_Problem to solve_
In the material below, find each line with the string "tire" and copy it.
═════ Information given ═════
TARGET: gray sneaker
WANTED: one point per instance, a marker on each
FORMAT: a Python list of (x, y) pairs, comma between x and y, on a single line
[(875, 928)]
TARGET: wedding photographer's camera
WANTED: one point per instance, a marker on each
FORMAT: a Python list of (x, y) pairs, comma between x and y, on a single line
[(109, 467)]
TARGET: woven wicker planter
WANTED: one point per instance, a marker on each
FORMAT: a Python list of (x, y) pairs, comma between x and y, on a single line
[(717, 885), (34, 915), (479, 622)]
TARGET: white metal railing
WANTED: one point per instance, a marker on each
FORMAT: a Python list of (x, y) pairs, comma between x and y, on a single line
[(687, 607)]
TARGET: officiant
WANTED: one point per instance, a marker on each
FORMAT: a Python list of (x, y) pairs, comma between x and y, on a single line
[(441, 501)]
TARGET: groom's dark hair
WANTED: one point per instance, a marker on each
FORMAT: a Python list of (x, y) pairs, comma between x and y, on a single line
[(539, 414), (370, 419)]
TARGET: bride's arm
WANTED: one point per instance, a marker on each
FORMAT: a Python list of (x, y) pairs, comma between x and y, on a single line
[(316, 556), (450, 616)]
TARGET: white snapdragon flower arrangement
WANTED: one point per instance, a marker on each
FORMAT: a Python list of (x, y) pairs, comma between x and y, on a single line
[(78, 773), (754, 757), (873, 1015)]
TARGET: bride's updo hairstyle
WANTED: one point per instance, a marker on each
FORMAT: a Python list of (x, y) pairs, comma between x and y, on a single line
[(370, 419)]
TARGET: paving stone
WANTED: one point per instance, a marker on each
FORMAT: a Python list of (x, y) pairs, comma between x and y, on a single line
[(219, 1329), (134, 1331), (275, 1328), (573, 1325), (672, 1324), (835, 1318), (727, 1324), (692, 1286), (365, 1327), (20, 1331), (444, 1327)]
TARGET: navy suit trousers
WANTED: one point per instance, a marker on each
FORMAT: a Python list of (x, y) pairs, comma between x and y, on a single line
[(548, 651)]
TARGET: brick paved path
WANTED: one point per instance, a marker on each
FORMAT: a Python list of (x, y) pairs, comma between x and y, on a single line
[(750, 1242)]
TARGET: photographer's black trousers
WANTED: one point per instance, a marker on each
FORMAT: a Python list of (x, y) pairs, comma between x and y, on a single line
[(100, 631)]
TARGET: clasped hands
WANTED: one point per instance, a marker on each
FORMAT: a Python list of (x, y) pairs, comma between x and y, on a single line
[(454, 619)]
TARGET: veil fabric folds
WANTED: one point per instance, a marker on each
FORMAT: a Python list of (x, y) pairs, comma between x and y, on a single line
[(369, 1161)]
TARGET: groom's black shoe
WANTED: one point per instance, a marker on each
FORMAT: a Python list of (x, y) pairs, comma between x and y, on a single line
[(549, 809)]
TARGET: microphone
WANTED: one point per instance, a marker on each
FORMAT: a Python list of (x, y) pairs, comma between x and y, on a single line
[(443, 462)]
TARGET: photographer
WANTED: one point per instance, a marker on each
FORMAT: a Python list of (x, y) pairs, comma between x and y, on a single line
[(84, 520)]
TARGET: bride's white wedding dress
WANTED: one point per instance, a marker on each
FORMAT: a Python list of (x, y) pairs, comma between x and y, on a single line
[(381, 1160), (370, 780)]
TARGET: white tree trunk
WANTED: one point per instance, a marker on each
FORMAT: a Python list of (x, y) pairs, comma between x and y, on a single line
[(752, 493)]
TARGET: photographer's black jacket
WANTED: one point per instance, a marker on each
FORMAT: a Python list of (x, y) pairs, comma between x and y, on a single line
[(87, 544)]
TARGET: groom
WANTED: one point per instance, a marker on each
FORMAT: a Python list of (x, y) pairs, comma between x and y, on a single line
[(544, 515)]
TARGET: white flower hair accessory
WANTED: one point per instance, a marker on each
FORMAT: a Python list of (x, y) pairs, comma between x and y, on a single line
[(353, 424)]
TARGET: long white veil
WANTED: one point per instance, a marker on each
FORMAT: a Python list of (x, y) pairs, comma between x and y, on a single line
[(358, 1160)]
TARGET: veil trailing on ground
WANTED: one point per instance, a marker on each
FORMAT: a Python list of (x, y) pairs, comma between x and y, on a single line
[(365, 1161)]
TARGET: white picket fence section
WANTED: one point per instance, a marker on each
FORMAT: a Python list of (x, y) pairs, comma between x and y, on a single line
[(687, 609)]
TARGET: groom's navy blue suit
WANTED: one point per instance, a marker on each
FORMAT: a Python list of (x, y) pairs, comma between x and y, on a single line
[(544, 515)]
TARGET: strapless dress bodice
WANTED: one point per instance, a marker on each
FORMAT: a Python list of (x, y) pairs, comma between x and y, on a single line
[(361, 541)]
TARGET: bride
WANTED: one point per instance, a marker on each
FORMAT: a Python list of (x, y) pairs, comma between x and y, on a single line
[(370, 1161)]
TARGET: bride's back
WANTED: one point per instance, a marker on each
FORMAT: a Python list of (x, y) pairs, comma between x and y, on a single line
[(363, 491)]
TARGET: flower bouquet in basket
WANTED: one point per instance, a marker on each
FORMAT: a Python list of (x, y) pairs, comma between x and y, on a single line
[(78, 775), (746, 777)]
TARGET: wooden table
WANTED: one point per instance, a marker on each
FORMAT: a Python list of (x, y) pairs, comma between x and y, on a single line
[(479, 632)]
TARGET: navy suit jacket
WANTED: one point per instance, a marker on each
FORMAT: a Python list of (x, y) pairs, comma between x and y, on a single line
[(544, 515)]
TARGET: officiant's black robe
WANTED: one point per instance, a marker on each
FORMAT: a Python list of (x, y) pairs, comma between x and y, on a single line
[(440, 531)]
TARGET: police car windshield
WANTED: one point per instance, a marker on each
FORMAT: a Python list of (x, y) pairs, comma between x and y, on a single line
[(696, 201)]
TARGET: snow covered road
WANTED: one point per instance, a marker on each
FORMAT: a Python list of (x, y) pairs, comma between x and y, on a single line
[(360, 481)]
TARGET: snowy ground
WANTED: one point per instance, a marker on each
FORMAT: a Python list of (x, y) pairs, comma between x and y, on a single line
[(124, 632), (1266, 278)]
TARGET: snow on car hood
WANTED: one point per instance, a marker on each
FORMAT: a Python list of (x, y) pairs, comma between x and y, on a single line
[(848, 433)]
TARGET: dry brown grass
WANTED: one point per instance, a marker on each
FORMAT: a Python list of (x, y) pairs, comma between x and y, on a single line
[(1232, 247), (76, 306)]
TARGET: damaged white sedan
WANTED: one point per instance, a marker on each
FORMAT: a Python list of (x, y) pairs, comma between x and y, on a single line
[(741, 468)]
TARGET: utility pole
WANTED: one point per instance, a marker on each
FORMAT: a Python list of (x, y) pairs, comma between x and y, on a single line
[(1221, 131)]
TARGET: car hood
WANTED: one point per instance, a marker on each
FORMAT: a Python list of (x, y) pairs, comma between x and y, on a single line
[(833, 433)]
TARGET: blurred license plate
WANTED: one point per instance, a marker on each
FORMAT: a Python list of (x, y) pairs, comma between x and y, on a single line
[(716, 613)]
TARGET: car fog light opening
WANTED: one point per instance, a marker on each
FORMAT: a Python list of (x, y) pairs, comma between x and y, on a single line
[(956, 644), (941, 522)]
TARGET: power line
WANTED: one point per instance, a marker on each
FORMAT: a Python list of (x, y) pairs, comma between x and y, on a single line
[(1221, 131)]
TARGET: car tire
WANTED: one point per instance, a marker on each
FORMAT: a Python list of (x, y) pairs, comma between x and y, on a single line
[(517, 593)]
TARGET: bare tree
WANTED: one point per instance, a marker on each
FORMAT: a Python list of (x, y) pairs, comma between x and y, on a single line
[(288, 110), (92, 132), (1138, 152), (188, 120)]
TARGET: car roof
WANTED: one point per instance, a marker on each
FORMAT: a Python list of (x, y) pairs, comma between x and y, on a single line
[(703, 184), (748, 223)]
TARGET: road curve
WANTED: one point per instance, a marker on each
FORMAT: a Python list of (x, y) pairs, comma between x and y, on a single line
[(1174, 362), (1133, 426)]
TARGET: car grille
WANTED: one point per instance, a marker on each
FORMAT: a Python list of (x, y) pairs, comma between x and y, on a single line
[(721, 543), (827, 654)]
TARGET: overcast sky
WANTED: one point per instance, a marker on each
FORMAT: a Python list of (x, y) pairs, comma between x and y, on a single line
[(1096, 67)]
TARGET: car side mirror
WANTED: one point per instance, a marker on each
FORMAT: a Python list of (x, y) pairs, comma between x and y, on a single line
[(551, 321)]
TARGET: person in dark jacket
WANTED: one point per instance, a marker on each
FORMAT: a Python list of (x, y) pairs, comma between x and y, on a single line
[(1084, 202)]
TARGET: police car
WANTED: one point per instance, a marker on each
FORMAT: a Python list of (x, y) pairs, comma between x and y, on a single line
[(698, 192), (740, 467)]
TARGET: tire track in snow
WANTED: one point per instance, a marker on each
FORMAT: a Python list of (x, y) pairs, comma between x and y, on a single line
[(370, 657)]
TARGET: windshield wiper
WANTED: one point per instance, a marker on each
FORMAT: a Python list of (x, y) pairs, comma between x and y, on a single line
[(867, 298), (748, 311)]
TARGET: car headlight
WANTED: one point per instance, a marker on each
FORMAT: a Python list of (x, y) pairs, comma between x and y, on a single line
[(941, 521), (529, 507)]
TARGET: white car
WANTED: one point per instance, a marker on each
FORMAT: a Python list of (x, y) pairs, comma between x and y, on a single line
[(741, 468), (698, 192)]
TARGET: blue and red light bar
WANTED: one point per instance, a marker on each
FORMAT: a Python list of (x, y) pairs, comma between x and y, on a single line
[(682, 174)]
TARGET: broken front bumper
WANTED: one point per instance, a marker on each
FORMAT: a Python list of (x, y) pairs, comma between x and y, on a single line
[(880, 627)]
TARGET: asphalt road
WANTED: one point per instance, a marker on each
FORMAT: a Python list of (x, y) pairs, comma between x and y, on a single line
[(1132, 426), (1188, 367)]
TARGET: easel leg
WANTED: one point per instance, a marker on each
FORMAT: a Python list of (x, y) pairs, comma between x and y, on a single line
═════
_Completed exercise_
TARGET: car tire
TARGET: tire track in snow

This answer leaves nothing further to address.